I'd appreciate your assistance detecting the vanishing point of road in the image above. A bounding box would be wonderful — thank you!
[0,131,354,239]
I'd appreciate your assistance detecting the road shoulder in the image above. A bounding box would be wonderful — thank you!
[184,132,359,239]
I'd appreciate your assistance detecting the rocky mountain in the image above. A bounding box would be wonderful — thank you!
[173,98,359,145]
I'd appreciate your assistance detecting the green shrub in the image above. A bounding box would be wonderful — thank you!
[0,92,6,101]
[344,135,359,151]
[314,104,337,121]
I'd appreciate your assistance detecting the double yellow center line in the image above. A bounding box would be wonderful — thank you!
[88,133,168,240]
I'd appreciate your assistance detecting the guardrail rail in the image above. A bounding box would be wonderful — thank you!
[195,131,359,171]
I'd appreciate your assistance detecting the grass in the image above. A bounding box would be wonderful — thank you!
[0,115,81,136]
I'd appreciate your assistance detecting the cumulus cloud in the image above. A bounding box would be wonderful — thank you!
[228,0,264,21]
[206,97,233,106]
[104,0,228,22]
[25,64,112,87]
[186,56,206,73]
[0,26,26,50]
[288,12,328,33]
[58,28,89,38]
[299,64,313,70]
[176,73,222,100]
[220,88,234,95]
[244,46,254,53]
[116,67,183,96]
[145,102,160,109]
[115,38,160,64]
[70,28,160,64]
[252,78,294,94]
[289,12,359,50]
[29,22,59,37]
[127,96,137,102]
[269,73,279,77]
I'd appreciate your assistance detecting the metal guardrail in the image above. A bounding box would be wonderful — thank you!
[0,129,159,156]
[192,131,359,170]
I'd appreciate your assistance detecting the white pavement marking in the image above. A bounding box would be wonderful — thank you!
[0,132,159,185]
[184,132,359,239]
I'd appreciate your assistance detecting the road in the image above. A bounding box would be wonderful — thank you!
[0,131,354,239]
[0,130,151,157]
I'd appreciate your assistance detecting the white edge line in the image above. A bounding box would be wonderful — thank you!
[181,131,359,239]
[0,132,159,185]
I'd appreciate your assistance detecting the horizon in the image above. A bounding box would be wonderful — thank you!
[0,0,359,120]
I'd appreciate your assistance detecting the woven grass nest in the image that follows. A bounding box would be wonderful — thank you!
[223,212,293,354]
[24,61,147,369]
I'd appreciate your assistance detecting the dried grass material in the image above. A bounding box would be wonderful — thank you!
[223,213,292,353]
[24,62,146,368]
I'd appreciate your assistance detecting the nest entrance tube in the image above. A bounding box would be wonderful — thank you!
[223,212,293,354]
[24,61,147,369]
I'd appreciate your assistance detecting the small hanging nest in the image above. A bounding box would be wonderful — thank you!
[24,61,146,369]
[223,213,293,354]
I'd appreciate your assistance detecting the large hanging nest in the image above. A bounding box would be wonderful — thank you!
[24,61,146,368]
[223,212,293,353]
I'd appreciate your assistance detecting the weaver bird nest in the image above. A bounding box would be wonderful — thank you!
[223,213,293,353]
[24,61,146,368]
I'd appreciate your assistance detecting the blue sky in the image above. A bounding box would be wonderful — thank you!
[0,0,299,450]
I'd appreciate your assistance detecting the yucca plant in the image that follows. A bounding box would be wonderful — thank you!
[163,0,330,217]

+---+

WRITTEN PROBLEM - Please rewrite all the records above with "wonderful" replaced by "helpful", leaving everything else unchanged.

FINAL RESULT -
I'd appreciate your assistance detecting the vanishing point of road in the image above. A bounding box would be helpful — thank you!
[0,131,354,239]
I'd appreciate your assistance detecting the road shoulder in the image above. A bounding box would be helpful — thank you!
[184,132,359,239]
I'd appreciate your assistance detecting the rocky mountain in the image above. A bounding box would be helpful — thank you!
[173,98,359,145]
I'd appreciate your assistance detecting the green shrub in the image above. A bounding box would be helpful — thank you!
[0,92,6,101]
[344,135,359,151]
[314,104,337,121]
I'd appreciate your assistance detecting the double yellow center line in the image above. A bounding box would be helpful — thank you!
[88,133,168,240]
I'd appreciate your assistance detecting the guardrail rail in the image above. A bounding box would be helpful — thank you!
[195,131,359,171]
I'd appreciate your assistance detecting the grass in the image above. A bounding box would be helpful — thank you!
[0,115,81,136]
I'd appreciate your assistance detecting the cumulus cloud in the image above. A bounding box would be helpful — thank you!
[228,0,264,21]
[206,97,233,106]
[104,0,228,22]
[25,64,112,87]
[186,56,206,73]
[0,26,26,50]
[288,12,328,33]
[58,28,89,38]
[299,64,313,70]
[176,73,222,100]
[220,88,234,95]
[244,46,254,53]
[116,67,183,96]
[145,102,160,109]
[115,38,160,64]
[70,28,160,64]
[252,78,294,94]
[289,12,359,50]
[29,22,59,37]
[127,96,137,102]
[269,73,279,77]
I'd appreciate your assistance detecting the metal guardrail in the image above. A bounding box would be helpful — thank you!
[0,129,159,156]
[192,131,359,170]
I'd appreciate your assistance detecting the white pavement marking in the image above. A bounding box would be helpful — thank you!
[0,132,159,185]
[184,132,359,239]
I'd appreciate your assistance detecting the road in the image above. A bounding box would be helpful — thank you!
[0,131,354,239]
[0,130,151,157]
I'd appreciate your assistance detecting the white edge line in the image above. A bounding box would be helpful — thank you!
[181,131,359,239]
[0,132,159,185]
I'd appreciate your assistance detecting the horizon in the image above. A bounding box would be helpful — thank you!
[0,0,359,120]
I'd appreciate your assistance detecting the woven grass nest in the image that follows. A bounding box would be helpful — thank you!
[223,212,293,354]
[24,61,147,369]
I'd appreciate your assistance detecting the dried grass material in the image above. A bounding box would be helpful — thank you!
[223,213,292,353]
[24,62,146,368]
I'd appreciate your assistance detecting the nest entrance tube in the image above. A bounding box would be helpful — thank you!
[223,212,293,354]
[24,61,147,369]
I'd appreciate your assistance detecting the small hanging nest in the image above. A bounding box would be helpful — thank you!
[24,61,146,369]
[223,213,293,354]
I'd appreciate your assistance detecting the large hanging nest in the image above. A bounding box would be helpful — thank you!
[24,61,146,368]
[223,212,293,353]
I'd appreciate your assistance detecting the weaver bird nest in the image above. A bounding box would be helpful — thank you!
[223,213,293,353]
[24,61,146,368]
I'd appreciate your assistance detecting the blue sky in the image above. A bounding box would be helpful — thank you!
[0,0,299,450]
I'd appreciate your assistance detecting the yucca plant in the image that follows. A bounding box would be helpful — thank you!
[163,0,330,217]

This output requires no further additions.